Exercise objective:
The job is to find each line of the records below that includes the word "receives" and copy it.

(Beginning of Source information)

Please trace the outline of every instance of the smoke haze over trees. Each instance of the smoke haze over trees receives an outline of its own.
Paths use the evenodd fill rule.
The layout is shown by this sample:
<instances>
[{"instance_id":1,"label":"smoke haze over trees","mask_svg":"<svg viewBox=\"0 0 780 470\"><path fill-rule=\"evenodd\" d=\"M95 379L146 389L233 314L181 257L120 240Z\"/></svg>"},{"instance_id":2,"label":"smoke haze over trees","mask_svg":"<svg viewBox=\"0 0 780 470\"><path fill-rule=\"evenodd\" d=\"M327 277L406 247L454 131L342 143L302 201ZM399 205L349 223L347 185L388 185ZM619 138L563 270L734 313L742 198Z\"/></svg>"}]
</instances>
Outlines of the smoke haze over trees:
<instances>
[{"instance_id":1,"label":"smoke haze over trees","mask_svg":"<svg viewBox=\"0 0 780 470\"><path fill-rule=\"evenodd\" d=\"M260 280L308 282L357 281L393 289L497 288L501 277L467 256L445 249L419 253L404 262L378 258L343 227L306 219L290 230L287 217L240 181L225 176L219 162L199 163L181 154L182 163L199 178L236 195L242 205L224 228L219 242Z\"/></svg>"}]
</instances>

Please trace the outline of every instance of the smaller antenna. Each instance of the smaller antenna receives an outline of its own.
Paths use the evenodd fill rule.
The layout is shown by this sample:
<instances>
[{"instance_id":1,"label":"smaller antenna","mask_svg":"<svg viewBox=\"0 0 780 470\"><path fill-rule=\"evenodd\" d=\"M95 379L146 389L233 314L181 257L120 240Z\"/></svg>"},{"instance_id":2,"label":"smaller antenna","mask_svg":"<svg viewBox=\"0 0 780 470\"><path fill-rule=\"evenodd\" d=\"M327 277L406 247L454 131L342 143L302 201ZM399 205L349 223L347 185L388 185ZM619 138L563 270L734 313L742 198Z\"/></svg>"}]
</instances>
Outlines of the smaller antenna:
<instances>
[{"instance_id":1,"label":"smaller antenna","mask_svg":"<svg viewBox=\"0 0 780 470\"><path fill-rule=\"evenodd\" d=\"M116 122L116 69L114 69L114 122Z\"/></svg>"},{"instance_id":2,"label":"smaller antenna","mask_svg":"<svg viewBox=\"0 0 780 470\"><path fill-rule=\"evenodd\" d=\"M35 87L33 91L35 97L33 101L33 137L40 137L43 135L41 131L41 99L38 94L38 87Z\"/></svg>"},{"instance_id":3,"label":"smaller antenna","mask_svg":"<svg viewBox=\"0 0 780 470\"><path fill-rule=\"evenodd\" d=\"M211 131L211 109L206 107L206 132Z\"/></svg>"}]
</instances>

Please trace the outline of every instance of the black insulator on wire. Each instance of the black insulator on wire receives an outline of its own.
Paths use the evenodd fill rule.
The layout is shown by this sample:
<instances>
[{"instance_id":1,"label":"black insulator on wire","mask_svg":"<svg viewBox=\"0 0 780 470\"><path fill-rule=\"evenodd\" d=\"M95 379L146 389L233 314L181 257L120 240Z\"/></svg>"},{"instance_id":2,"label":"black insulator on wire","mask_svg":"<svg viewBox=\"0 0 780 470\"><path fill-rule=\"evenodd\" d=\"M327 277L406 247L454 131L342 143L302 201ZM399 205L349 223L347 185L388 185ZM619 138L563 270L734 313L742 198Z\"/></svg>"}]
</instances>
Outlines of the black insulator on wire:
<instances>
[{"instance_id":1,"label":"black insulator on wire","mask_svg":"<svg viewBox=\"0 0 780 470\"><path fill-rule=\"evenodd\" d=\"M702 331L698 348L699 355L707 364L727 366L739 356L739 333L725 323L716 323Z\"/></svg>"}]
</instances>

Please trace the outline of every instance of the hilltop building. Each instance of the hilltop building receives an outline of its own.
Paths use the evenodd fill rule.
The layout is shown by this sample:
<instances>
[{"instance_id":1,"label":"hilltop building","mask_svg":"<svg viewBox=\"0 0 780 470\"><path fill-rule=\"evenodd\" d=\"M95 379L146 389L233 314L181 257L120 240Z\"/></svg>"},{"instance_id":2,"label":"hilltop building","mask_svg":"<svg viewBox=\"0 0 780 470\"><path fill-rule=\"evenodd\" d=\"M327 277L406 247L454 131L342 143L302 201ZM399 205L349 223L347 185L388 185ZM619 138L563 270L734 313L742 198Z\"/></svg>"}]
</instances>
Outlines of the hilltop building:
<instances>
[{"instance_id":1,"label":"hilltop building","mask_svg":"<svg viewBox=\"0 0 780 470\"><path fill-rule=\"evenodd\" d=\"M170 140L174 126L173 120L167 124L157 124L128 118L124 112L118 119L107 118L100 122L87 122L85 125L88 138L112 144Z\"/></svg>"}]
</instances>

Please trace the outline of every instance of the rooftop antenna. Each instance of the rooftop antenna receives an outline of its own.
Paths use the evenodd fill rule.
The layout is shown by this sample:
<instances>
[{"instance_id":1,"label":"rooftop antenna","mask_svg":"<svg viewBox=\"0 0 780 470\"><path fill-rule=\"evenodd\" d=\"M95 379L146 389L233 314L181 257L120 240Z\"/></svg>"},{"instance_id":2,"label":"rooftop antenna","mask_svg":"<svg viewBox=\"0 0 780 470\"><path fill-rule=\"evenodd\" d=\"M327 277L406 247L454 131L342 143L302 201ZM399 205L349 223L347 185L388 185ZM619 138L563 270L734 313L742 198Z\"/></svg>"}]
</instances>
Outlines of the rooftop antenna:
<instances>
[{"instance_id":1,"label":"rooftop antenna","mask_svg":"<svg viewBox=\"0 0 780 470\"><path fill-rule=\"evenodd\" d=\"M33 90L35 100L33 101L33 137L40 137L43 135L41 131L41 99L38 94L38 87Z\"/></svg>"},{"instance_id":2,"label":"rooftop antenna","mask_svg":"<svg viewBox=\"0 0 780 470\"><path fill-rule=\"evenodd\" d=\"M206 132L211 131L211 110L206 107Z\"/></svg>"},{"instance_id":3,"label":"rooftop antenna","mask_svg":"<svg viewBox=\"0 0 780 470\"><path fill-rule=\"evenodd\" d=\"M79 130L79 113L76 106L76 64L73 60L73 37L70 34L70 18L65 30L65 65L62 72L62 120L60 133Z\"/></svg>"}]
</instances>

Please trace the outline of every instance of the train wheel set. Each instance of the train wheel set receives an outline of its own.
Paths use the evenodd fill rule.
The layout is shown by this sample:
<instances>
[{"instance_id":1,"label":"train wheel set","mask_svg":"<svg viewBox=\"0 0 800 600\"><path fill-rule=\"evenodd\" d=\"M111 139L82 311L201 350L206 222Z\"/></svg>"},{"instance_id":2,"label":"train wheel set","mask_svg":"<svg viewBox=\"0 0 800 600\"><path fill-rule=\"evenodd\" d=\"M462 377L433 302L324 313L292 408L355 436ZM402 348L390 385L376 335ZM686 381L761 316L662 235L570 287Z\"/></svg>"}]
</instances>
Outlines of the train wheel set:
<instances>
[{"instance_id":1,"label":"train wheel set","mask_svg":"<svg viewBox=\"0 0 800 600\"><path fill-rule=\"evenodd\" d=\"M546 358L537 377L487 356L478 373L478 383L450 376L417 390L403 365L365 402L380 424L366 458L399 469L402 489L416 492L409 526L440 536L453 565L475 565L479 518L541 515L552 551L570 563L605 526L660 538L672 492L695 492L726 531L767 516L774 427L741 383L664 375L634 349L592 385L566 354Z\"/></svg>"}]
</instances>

(End of Source information)
(Beginning of Source information)

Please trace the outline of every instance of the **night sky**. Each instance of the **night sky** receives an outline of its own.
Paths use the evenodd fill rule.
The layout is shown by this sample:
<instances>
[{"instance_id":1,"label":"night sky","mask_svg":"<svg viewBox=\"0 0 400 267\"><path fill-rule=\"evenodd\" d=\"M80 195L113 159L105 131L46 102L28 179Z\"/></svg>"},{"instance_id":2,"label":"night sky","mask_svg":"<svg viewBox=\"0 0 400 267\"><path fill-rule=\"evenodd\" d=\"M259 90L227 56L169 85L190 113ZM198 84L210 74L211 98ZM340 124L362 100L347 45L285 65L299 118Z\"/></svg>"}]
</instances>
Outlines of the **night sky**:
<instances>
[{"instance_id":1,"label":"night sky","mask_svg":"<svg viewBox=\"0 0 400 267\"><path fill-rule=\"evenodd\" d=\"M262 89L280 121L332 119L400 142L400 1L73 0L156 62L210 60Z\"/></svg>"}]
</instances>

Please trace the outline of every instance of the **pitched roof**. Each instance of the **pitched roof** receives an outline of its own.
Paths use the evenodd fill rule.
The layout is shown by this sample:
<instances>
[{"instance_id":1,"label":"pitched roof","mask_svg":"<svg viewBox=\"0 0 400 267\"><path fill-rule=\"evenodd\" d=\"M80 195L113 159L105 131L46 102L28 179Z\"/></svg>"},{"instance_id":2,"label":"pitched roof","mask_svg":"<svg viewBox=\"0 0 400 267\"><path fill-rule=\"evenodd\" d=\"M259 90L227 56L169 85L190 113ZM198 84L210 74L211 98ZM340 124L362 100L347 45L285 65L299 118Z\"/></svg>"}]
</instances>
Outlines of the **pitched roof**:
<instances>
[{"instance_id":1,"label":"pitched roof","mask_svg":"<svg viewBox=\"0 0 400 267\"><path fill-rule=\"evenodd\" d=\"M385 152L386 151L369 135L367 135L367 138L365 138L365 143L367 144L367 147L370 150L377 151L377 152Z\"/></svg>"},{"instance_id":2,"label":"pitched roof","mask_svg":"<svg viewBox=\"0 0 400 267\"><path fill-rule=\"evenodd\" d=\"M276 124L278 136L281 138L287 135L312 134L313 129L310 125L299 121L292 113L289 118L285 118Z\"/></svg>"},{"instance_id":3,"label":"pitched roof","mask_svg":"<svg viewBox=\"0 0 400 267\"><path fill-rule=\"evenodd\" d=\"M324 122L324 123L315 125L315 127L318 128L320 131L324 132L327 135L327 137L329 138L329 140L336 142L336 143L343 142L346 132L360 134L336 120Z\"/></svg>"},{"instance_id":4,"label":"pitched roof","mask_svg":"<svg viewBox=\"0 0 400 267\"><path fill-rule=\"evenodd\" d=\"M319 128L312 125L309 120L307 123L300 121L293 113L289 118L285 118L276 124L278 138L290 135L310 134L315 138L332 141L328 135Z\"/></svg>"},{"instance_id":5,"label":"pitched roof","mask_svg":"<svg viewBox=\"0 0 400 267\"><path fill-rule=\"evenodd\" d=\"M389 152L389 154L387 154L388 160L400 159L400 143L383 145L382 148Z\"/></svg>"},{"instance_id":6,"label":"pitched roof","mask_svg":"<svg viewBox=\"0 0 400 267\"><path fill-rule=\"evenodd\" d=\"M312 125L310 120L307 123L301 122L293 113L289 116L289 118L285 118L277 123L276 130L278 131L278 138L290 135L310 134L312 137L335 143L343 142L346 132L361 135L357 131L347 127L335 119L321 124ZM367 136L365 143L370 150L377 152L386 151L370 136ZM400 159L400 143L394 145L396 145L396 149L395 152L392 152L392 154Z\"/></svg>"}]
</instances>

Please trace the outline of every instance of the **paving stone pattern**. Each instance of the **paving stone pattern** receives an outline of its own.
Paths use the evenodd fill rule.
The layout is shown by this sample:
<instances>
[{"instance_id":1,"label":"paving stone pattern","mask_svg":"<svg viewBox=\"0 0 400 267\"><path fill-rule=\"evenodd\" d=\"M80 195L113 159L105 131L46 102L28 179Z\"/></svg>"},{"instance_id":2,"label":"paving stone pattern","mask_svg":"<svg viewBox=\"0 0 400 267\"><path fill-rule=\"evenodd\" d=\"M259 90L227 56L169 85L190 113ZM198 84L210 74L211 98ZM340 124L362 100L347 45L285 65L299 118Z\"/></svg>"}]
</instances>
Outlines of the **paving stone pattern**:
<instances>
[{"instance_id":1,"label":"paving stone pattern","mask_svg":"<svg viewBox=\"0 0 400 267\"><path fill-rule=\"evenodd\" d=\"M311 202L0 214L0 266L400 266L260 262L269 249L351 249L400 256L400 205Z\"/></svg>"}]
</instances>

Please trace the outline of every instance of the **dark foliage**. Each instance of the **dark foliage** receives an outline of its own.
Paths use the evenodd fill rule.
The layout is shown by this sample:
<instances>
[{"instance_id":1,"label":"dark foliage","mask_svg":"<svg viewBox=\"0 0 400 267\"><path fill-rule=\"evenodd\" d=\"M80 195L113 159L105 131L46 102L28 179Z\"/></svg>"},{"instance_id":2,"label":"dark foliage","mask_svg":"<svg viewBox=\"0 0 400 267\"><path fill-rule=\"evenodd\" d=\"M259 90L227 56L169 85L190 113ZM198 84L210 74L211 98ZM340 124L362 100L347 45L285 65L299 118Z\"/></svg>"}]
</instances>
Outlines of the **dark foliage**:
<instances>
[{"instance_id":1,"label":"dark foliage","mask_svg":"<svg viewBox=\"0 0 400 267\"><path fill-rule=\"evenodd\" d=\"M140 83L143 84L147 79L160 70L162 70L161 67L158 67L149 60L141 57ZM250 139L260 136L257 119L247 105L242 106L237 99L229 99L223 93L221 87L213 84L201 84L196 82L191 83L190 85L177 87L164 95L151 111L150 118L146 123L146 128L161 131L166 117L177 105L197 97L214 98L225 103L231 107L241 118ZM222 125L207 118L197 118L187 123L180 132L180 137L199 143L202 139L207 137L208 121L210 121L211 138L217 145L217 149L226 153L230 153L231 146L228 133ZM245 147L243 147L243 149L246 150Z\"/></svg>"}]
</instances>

(End of Source information)

Solution below:
Please trace the outline of every instance of the smoke haze over trees. Each instance of the smoke haze over trees receives an outline of its own.
Please trace the outline of every instance of the smaller antenna. Each instance of the smaller antenna receives an outline of its own.
Please trace the outline of every instance of the black insulator on wire. Each instance of the black insulator on wire receives an outline of its own.
Please trace the outline of every instance of the hilltop building. Each instance of the hilltop building receives an outline of its own.
Please trace the outline of every instance of the rooftop antenna. Each instance of the rooftop antenna receives an outline of its own.
Please trace the outline of every instance of the train wheel set. Each instance of the train wheel set receives an outline of its own.
Please trace the outline of every instance of the **night sky**. Each instance of the **night sky** receives an outline of its own.
Please trace the outline of every instance of the **pitched roof**. Each instance of the **pitched roof** receives an outline of its own.
Please trace the outline of every instance of the **paving stone pattern**. Each instance of the **paving stone pattern** receives an outline of its own.
Please trace the outline of every instance of the **dark foliage**. Each instance of the **dark foliage** receives an outline of its own.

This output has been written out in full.